• Extracted text
Toy Model Trains and Collecting

While toy model trains may seem, at first blush, to be purely kid’s stuff, those who are familiar with this hobby will immediately understand that it is nothing of the sort. Train sets, in fact, come in scales which are wholly unsuitable for children and which take a level of manual dexterity and patience to assemble which is only present in adults.

Some of these sets are very expensive and, when the hobbyists who put them together finish the job, the detail is remarkable, approaching museum-quality reproductions of the trains that once criss-crossed the nation.

Toy model trains come in various scales. The most common scale is HO, which corresponds to about .14 inches equaling 1 foot on a real train. This size is popular for several reasons. It is a happy medium between the “O” size trains more suitable for young people and the N, Z and T scale trains which are among the smallest on the market.

This allows a hobbyist to lay an impressive amount of track in a small area and to enjoy assembling an intricate and accurate landscape through which the train can travel. These trains, of course, do travel!

Toy model trains are powered by electric current. In most American models, this is a DC—direct current—flow which is much safer than the alternating current that emanates from wall sockets. The mechanisms which power these trains are incredibly simple.

To go faster, one simply increases the amount of power being delivered to the train. To reverse direction, one reverses the polarity. Of course, in keeping with the spirit of being a train engineer and not an electrical engineer, the controls are not marked in terms of the changes they make to the electric flow but, rather, according to the changes they make to the direction and speed of the train.

• Given data
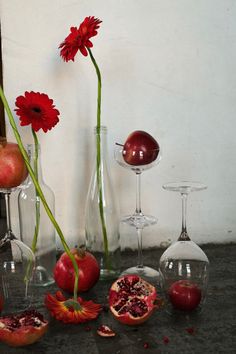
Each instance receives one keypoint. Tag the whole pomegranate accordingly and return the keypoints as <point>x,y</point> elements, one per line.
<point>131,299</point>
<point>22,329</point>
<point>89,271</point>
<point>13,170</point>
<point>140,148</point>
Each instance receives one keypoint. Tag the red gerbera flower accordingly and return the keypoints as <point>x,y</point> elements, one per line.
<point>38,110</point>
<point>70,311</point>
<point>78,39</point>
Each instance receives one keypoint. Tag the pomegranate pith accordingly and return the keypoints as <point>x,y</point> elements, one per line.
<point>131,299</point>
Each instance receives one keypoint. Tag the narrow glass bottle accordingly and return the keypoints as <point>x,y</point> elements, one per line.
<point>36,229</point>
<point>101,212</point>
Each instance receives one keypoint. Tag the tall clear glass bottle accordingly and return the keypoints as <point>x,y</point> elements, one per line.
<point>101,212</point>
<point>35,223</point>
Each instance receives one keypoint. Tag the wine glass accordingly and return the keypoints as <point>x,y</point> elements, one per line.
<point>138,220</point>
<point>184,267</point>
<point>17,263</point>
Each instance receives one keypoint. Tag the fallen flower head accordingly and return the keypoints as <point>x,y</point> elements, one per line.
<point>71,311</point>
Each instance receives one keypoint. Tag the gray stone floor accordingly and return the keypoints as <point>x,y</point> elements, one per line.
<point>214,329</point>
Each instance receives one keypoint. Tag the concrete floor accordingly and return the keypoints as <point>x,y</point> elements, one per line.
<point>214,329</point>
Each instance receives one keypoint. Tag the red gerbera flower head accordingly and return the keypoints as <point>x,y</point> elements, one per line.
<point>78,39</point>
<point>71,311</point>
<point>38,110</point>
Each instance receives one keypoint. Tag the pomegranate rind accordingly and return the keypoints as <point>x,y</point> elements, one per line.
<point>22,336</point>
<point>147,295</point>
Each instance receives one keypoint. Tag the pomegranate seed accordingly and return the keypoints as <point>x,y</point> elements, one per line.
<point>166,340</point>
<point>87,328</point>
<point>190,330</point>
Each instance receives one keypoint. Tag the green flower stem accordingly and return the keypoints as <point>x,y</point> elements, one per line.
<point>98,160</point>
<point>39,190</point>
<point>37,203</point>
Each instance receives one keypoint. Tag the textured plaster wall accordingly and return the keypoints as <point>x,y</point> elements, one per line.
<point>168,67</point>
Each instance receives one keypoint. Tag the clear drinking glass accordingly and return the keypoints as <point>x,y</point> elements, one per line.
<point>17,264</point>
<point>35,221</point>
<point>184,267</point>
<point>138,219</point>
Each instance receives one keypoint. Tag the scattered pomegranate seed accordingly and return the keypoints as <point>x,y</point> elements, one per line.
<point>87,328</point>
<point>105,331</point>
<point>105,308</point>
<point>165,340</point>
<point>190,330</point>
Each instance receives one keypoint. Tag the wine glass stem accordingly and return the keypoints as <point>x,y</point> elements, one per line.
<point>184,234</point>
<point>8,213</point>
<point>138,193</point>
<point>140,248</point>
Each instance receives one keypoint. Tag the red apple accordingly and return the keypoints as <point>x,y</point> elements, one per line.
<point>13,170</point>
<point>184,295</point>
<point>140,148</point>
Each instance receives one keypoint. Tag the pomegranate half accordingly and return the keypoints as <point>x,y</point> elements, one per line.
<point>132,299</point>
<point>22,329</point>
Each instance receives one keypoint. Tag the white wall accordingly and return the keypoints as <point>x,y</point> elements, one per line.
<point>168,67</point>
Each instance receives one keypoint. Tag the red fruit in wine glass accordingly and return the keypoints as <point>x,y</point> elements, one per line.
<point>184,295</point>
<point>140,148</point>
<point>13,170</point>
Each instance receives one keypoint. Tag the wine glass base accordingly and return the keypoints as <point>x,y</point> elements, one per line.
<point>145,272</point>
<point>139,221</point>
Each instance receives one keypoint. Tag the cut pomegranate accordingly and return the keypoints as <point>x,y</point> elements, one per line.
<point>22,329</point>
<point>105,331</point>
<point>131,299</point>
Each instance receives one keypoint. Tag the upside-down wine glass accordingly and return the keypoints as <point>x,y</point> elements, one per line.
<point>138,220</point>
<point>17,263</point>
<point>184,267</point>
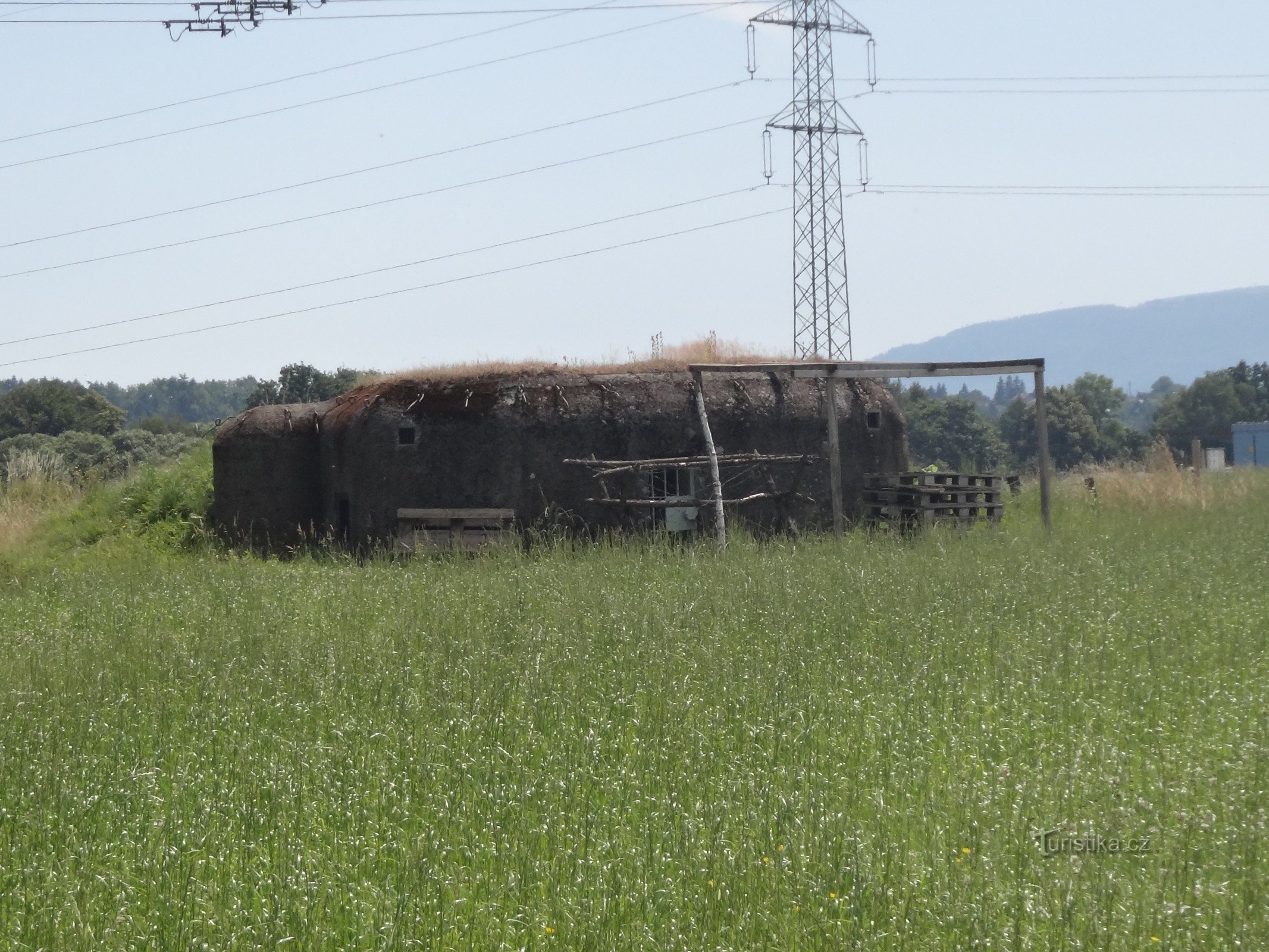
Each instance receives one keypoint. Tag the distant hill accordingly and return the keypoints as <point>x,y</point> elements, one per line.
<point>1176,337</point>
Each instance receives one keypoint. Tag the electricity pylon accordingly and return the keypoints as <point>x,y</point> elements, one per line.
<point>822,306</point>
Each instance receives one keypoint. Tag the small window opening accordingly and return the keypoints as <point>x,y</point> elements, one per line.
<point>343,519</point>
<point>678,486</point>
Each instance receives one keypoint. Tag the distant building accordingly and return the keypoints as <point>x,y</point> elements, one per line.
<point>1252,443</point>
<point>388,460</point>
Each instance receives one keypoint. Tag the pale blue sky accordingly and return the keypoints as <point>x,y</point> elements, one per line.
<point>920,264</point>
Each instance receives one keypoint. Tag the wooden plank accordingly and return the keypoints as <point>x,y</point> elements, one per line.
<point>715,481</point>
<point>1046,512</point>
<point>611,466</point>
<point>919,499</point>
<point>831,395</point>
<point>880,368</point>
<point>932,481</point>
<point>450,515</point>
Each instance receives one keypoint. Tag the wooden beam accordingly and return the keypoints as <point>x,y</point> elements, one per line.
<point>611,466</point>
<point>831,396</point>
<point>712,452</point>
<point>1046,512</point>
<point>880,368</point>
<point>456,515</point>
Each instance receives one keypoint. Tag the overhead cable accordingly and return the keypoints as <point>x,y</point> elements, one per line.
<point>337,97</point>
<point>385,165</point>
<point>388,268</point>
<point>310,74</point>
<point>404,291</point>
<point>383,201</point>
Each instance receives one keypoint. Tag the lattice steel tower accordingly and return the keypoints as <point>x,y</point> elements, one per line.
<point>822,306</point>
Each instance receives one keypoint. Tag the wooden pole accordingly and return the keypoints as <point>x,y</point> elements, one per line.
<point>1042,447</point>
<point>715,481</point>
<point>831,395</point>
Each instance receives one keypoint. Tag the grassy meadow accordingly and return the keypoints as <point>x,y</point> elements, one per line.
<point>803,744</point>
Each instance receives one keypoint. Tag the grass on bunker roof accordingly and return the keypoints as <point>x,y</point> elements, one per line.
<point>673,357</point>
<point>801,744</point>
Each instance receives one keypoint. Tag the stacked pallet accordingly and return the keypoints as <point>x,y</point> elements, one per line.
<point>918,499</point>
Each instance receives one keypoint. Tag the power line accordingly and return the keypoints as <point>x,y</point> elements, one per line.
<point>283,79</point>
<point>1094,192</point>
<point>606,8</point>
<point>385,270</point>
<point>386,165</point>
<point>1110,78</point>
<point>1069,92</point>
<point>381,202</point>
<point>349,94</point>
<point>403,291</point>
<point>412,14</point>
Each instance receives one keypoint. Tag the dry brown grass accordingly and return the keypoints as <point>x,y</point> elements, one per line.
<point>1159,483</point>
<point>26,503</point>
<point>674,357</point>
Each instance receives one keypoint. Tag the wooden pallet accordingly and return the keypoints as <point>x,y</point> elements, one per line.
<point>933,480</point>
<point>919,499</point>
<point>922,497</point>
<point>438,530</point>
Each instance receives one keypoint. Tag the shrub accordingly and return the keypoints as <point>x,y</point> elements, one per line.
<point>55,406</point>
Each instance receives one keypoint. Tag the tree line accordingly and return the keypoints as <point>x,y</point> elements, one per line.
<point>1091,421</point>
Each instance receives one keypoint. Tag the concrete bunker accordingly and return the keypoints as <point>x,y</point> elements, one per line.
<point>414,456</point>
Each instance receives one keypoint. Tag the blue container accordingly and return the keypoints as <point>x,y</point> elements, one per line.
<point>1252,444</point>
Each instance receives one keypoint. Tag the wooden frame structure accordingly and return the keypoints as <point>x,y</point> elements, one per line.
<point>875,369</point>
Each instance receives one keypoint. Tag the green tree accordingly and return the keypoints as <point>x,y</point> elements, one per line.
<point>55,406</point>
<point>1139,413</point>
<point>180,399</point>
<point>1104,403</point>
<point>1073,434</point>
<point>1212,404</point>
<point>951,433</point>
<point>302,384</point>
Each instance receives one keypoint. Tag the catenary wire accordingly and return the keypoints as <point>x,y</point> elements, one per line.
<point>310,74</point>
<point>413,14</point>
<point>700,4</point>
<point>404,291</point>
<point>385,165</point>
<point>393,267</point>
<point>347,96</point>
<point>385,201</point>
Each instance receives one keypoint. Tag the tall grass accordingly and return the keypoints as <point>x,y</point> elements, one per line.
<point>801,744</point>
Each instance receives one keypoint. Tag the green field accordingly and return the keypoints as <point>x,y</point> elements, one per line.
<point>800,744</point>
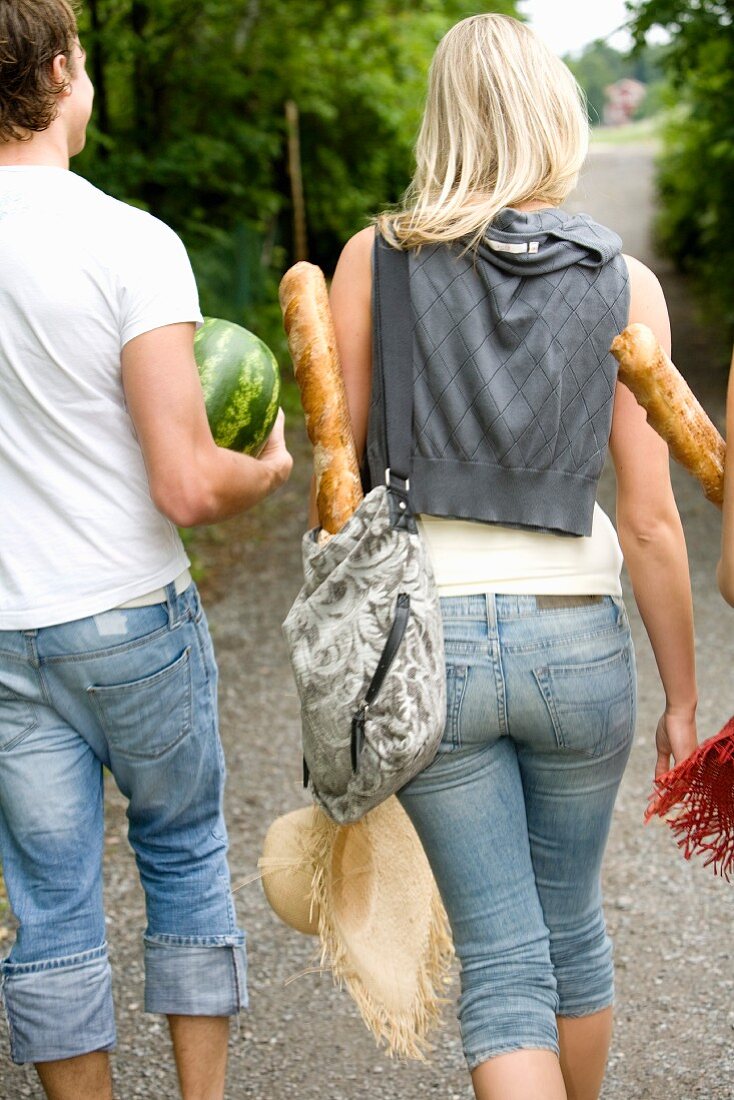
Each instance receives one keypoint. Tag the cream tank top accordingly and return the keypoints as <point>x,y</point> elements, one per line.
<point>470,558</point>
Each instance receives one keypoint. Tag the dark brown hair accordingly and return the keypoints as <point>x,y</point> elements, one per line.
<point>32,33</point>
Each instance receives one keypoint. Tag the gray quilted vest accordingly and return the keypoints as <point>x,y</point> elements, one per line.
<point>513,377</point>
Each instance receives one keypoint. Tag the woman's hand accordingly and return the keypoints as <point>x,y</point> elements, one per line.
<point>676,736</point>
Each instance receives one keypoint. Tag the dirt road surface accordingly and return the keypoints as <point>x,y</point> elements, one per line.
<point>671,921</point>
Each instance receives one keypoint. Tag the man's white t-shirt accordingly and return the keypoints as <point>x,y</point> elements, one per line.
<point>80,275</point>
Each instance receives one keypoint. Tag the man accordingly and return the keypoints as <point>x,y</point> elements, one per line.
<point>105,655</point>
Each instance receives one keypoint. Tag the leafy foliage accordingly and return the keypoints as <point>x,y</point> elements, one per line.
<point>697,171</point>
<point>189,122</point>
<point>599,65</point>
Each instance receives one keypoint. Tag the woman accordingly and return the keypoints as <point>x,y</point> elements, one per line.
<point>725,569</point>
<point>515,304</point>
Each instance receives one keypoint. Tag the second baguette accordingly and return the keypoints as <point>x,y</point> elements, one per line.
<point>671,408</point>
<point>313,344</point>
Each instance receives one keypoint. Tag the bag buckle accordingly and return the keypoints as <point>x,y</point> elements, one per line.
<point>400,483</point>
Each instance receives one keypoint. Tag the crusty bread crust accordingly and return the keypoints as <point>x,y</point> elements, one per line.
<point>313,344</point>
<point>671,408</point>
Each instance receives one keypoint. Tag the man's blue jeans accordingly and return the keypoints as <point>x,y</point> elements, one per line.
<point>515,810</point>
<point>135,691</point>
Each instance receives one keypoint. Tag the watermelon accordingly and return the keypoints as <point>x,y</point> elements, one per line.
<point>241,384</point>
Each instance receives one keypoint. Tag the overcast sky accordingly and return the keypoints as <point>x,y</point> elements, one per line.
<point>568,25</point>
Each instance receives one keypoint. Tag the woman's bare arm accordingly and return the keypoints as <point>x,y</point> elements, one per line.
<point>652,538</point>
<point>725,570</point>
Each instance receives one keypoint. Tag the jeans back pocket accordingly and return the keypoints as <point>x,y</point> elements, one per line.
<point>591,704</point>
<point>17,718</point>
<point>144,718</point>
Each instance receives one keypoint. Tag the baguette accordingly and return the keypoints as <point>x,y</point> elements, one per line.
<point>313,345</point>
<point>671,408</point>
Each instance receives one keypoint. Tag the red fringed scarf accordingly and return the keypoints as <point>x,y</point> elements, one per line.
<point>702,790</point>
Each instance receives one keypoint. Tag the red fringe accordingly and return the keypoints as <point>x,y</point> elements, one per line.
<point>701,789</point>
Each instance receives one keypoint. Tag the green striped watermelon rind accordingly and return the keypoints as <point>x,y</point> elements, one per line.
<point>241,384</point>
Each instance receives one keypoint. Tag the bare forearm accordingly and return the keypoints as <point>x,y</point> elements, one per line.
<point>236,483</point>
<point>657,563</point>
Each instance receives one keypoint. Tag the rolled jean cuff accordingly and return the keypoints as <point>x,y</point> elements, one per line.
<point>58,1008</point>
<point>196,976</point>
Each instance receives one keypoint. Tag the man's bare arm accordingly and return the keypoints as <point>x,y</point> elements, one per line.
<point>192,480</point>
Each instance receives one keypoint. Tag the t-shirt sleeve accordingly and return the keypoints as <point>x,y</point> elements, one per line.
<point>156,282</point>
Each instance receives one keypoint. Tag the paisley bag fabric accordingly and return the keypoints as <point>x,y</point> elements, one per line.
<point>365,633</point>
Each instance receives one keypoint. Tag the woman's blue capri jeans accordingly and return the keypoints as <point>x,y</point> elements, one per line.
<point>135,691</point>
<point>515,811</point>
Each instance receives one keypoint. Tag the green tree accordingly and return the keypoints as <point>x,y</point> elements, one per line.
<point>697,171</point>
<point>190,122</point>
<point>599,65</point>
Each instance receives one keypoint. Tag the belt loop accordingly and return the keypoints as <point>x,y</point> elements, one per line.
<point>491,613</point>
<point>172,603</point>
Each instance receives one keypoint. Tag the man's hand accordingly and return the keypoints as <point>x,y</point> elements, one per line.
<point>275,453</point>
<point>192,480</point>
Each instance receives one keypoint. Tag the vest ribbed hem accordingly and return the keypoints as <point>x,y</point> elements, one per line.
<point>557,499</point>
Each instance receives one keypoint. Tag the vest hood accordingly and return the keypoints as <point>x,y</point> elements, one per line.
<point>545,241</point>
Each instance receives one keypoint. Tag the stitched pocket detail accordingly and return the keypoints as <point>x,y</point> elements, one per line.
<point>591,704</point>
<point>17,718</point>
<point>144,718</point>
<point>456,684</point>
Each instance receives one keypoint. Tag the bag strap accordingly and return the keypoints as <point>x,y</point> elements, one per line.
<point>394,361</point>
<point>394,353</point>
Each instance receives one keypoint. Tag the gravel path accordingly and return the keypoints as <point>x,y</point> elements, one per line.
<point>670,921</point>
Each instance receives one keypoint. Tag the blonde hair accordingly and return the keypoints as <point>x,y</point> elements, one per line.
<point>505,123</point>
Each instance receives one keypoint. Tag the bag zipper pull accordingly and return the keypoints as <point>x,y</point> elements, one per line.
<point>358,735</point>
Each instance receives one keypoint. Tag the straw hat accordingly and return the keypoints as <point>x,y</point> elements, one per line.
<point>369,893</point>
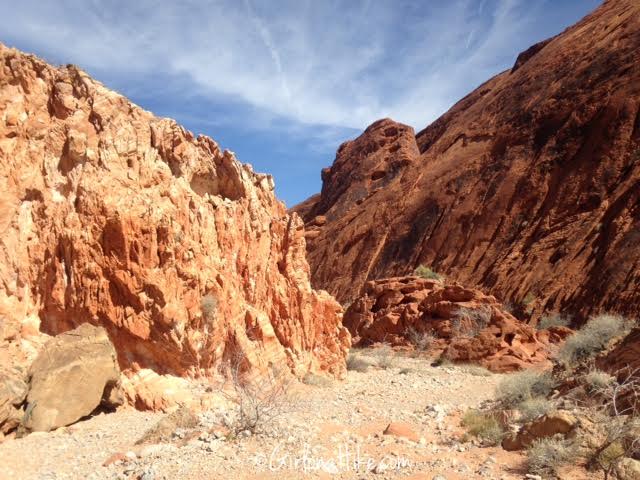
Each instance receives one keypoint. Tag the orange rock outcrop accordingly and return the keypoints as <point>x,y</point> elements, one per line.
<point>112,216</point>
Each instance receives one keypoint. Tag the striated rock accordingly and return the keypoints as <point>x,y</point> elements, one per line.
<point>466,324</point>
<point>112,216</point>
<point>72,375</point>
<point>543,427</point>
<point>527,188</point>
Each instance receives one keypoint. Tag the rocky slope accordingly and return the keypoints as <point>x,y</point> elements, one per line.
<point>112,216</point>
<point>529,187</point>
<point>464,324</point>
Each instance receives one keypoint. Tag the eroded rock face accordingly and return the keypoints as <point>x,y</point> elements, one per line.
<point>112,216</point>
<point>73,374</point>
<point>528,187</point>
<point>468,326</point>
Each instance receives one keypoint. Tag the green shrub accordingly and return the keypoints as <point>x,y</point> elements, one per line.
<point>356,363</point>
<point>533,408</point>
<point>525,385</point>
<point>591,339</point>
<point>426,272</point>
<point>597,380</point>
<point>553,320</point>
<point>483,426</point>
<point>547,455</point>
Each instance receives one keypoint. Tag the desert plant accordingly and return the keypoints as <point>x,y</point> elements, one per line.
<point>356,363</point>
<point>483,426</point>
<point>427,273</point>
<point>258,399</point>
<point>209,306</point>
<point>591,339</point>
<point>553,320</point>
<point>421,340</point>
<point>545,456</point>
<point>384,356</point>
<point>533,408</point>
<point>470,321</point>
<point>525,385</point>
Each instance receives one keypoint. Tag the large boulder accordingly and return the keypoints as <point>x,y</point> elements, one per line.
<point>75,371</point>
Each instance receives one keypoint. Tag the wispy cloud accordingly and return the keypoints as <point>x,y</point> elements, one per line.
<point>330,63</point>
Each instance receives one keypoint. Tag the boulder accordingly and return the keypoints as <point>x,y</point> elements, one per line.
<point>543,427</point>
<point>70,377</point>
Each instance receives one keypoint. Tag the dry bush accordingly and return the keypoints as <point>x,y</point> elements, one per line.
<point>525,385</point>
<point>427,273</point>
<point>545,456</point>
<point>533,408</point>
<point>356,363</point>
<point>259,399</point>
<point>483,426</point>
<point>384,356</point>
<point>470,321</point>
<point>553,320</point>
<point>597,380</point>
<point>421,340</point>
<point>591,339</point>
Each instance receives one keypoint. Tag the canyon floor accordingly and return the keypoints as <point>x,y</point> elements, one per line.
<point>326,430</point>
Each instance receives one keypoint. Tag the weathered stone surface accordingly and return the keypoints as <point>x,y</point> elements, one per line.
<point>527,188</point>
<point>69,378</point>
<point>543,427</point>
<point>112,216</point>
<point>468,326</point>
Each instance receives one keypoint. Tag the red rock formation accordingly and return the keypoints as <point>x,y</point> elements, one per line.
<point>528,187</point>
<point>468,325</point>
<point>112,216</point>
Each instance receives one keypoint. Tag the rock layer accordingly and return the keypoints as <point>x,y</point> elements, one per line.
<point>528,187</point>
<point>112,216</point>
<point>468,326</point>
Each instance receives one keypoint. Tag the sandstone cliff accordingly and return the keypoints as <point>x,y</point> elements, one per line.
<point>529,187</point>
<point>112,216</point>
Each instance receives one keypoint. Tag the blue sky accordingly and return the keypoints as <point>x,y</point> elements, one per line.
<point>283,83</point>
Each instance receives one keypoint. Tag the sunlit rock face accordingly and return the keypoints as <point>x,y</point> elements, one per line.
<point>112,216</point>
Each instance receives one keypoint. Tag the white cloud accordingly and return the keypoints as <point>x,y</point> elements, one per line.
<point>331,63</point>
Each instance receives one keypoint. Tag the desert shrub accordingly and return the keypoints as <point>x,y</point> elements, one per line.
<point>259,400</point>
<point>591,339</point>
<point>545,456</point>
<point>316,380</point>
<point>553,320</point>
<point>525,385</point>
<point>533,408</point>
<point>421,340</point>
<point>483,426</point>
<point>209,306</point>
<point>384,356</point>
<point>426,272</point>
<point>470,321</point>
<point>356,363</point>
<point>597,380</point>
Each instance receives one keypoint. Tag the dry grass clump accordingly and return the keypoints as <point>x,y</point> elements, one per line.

• Work instruction 1
Name every train scale that the text on toy model trains mentions.
• Work instruction 2
Write the next few paragraphs of the text on toy model trains, picking up after its final sentence.
The items were taken from a different source than the text.

• Expected output 1
HO, O, N, Z, T

• Expected output 2
Toy model trains come in various levels of complexity. Ready-to-Run trains are the simplest and the best ways to get young people involved in the hobby. These trains are put together in the box and one simply assembles the track and gets them on their way.

Shake-the-Box train kits are a bit more complex but just enough so that most individuals will get some satisfaction out of assembling the various components. Craftsman kits are the most complex. These are only appropriate for the most knowledgeable, and patient, model railroaders.

Toy model trains tend to be a hobby that’s picked up in childhood and carried on into adulthood. While children may just appreciate the “cool” factor of the devices, adults oftentimes become more concerned with recreating history through their models and with making very accurate and detailed trains.

These trains can be worth a good deal of money to collectors, especially for particularly rare types in proper working order. Some of the sets that model railroaders create correspond to scale miles of track with depots, towns, switching yards and other facilities that work to create a very realistic environment.